- [TASK REQUIREMENTS]:
The full set of entries below needs to be written out exactly.

Dataset excerpts:
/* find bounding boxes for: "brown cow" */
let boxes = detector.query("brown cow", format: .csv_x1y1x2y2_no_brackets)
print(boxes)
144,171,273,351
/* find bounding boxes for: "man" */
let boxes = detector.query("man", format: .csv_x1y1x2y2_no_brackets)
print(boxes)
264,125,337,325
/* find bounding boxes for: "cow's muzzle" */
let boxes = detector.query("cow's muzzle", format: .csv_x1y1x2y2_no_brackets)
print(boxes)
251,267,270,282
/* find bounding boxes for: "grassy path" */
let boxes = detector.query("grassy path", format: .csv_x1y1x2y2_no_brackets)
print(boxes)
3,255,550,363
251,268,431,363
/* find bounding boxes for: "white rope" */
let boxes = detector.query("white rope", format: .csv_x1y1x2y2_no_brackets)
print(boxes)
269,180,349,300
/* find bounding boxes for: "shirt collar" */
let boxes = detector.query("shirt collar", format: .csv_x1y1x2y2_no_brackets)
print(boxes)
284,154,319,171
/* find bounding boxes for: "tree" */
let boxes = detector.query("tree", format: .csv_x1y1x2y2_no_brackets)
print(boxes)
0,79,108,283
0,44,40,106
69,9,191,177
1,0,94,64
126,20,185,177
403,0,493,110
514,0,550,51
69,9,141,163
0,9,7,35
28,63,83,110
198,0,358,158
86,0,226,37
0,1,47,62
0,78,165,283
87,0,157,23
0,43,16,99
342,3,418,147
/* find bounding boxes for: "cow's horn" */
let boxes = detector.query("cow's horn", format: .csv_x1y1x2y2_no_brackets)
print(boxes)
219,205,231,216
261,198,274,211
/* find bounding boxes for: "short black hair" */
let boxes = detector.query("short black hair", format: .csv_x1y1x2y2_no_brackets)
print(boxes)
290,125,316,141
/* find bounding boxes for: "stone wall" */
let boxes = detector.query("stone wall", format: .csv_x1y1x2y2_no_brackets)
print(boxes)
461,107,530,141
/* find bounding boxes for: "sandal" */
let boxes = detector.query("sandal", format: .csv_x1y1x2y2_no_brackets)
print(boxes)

- [ANSWER SECTION]:
/* find bounding boxes for: "brown cow" */
let boxes = detector.query("brown cow", format: .csv_x1y1x2y2_no_brackets)
print(boxes)
144,171,273,351
/* find bounding boxes for: "man" */
let boxes = detector.query("man", format: .csv_x1y1x2y2_no_brackets)
print(boxes)
264,125,337,325
/* find bounding boxes for: "cow's muzzle" */
let boxes = detector.query("cow's muzzle", format: .csv_x1y1x2y2_no_brackets)
print(boxes)
251,267,270,282
/* find bounding boxes for: "grassy path" */
let boxes = detector.query("grassy path", format: .csv_x1y1x2y2_no_brackets)
print(boxes)
3,255,550,363
251,268,431,363
/* find bounding boxes for: "white rope" */
let boxes = detector.query("white rope", format: .csv_x1y1x2y2_no_brackets)
print(boxes)
269,180,349,300
/* find bounding boxes for: "shirt collar" */
let boxes = detector.query("shirt collar", format: .csv_x1y1x2y2_no_brackets)
print(boxes)
284,154,319,171
/* find bounding boxes for: "tree" */
let boxes = detector.query("tree", format: .csv_x1y1x2y2_no_brackets)
print(boxes)
0,79,108,283
0,44,40,106
69,9,191,177
1,0,94,64
126,20,185,177
403,0,493,110
514,0,550,51
69,9,141,163
0,9,7,35
28,63,83,110
198,0,358,158
86,0,226,37
0,1,47,62
0,78,165,283
87,0,157,23
0,43,16,99
342,3,418,147
/* find bounding boxes for: "cow's horn" */
let boxes = detector.query("cow's horn", format: .csv_x1y1x2y2_no_brackets)
print(boxes)
219,205,231,216
261,198,274,211
/* find bounding boxes for: "short black hair" */
let boxes = detector.query("short black hair", format: .csv_x1y1x2y2_no_brackets)
print(boxes)
290,125,316,141
/* find bounding boxes for: "stone wall" */
let boxes = detector.query("stone wall", format: .csv_x1y1x2y2_no_brackets)
print(boxes)
461,107,530,141
/* find bounding boxes for: "sandal" */
let boxes = detector.query("sandal", format: .csv_x1y1x2y2_no_brackets)
print(boxes)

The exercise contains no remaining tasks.